**TO-DO LIST:**
1) Translate the sentence "I can't seem to find a comparison online." from the forum thread into Spanish.
2) In the forum thread, what size is the Classic's portafilter?
Start of PASSAGE
# Gaggia Classic vs Delonghi EC820b



## shinsplint (Oct 18, 2012)

Hi guys,

I was all set on the Classic, but I really like the look of this from Delonghi.

http://www.johnlewis.com/231245550/Product.aspx?SearchTerm=ec820b#1

I did a search on here and read a remark suggesting to stay away from DeLonghi.

Any ideas why the DeLonghi machines have a bad reputation on here?

I toyed with the idea of a refubed Gaggia Classic, but in the end I think i've decided on buying new.

The Delonghi would save £35 over the Classic, but if the Classic is definately a better machine then without a doubt i'll spend the extra.

I can't seem to find a comparison online.

Thanks for your help.


----------



## tribs (Feb 21, 2012)

The Classic may not be the most modern looking machine, but it is built like a tank and its internals are relatively simple and certainly of a proven design.

The Delonghi looks like an ABS plastic case, the Classic is Brushed Stainless. Not to mention the classic has a solid 58mm portafilter and you can add a more professional Silvia steaming wand.

I've never used the Delonghi, but I'd bet the Classic is a more reliable machine if not capable of better drinks.


----------



## shinsplint (Oct 18, 2012)

Cheers tribs


----------



## redricks (Jul 8, 2012)
End of PASSAGE
Start of GIVEN INFORMATION
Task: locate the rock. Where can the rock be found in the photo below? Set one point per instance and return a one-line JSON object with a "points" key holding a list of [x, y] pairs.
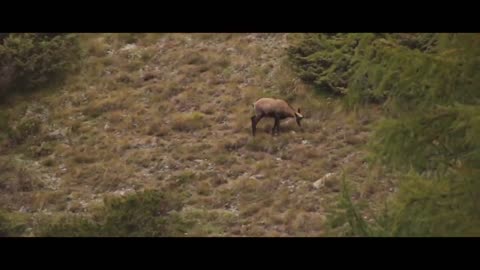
{"points": [[257, 176], [320, 183], [57, 134]]}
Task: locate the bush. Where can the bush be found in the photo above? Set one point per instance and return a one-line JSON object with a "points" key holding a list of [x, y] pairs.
{"points": [[30, 60], [144, 214], [356, 64], [429, 137]]}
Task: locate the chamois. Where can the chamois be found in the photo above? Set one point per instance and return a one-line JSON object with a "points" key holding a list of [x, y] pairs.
{"points": [[273, 108]]}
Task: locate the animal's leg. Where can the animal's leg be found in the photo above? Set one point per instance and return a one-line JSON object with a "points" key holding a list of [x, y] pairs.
{"points": [[255, 120], [276, 125]]}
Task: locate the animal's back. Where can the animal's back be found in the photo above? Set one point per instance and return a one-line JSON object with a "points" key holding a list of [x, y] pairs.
{"points": [[269, 105]]}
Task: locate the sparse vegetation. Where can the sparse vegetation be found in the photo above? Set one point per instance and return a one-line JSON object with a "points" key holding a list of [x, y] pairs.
{"points": [[151, 136]]}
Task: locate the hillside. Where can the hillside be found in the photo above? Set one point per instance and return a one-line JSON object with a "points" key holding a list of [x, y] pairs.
{"points": [[171, 112]]}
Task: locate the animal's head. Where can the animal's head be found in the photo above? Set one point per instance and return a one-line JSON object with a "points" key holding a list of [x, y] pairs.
{"points": [[298, 117]]}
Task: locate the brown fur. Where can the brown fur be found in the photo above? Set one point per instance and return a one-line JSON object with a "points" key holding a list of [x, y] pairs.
{"points": [[273, 108]]}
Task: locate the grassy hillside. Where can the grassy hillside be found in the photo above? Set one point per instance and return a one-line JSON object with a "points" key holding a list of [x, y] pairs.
{"points": [[171, 113]]}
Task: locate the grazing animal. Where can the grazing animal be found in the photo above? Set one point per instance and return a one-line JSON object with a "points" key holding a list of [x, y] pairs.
{"points": [[274, 108]]}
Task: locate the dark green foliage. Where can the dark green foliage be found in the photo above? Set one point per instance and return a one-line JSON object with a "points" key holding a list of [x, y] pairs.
{"points": [[354, 64], [28, 61], [429, 86], [143, 214]]}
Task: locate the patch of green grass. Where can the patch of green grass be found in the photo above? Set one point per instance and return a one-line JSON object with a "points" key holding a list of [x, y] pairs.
{"points": [[187, 122], [144, 214]]}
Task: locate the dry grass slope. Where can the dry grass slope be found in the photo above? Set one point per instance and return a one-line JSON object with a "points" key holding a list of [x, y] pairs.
{"points": [[171, 112]]}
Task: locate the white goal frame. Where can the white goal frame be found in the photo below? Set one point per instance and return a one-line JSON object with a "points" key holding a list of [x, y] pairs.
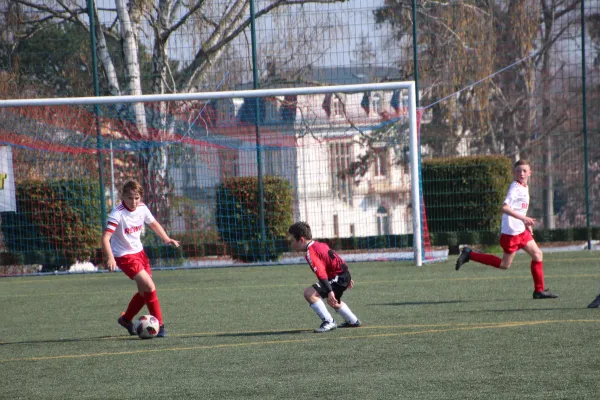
{"points": [[409, 86]]}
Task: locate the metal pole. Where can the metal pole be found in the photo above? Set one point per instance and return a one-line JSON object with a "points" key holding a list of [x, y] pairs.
{"points": [[261, 204], [415, 181], [416, 170], [415, 52], [90, 6], [585, 133]]}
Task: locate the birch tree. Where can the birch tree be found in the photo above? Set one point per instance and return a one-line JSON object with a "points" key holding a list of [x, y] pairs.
{"points": [[215, 25]]}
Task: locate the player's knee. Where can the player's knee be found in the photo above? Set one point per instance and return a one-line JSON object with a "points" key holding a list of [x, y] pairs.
{"points": [[309, 293], [504, 265]]}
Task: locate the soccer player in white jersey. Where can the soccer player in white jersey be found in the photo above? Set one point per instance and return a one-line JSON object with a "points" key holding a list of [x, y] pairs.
{"points": [[123, 248], [517, 229]]}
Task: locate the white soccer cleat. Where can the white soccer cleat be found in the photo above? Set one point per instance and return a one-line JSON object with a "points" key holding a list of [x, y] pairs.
{"points": [[326, 327]]}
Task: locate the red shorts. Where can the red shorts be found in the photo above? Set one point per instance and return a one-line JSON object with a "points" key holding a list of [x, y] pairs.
{"points": [[133, 264], [512, 243]]}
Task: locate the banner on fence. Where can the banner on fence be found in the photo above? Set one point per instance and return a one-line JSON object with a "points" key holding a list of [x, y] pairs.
{"points": [[8, 201]]}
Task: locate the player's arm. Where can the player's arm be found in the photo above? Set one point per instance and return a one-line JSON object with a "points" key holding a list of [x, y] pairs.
{"points": [[506, 209], [111, 264], [321, 272], [159, 230]]}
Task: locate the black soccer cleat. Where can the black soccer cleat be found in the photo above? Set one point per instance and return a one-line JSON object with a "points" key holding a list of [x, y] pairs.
{"points": [[545, 294], [347, 324], [595, 303], [161, 331], [464, 257], [127, 324]]}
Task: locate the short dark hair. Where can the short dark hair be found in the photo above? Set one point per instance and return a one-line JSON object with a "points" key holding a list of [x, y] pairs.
{"points": [[132, 187], [300, 229]]}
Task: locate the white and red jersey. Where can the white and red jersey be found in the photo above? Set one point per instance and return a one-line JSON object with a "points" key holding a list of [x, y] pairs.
{"points": [[517, 198], [127, 226]]}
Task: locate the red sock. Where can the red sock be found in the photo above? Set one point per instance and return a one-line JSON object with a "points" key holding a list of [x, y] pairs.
{"points": [[486, 259], [135, 305], [537, 272], [153, 305]]}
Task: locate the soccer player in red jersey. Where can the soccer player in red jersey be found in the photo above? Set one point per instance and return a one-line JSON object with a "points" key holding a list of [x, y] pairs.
{"points": [[123, 248], [517, 229], [334, 278]]}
End of GIVEN INFORMATION
**TASK SOLUTIONS:**
1) No consigo encontrar una comparación en internet.

2) 58mm